Task description:
Pull out every line of the listing below that contains the string "TARGET". Only lines that match its uppercase and lowercase letters count.

Data supplied:
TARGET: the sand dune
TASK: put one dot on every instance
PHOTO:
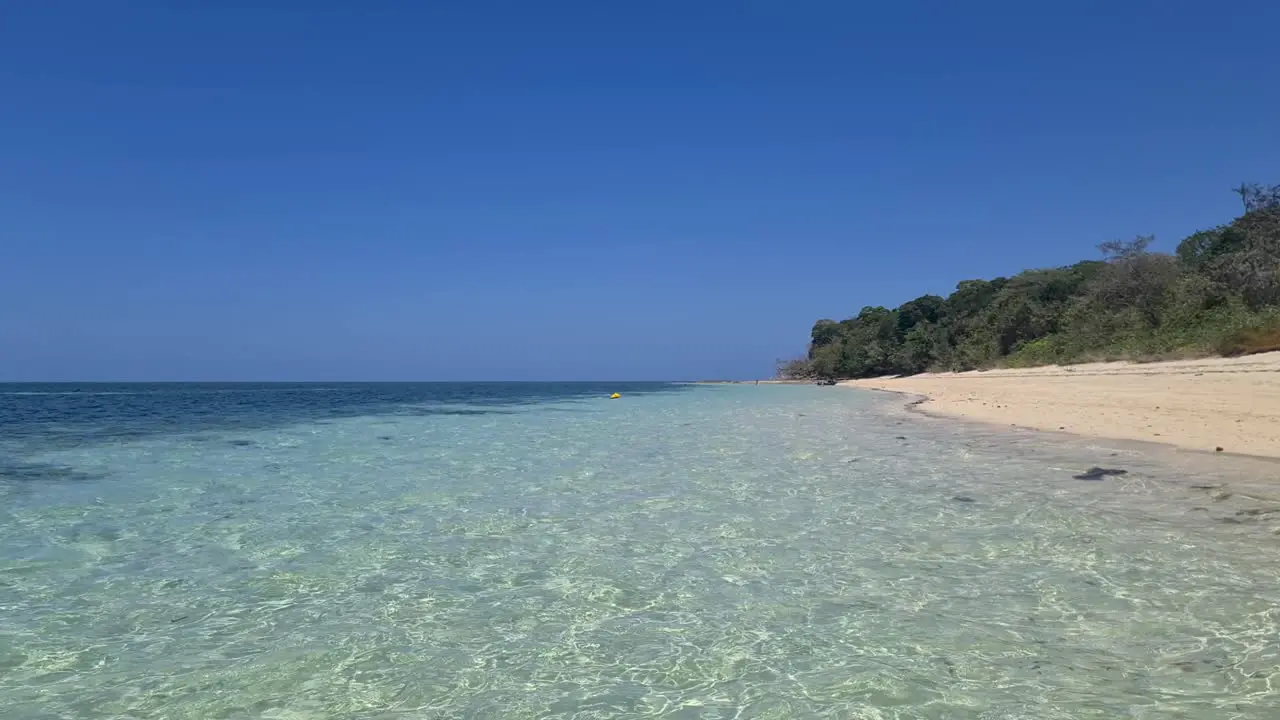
* * *
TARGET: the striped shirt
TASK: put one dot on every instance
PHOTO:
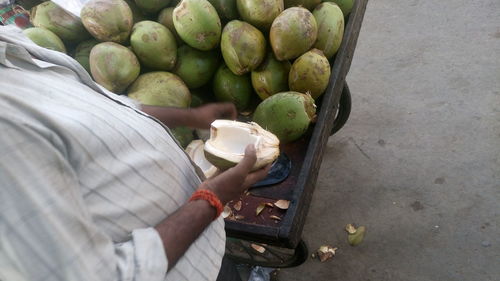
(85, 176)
==
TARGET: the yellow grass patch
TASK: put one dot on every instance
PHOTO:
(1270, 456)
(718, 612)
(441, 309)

Finished exercise:
TARGET: the sand dune
TARGET: the striped shirt
TARGET: the yellow grass patch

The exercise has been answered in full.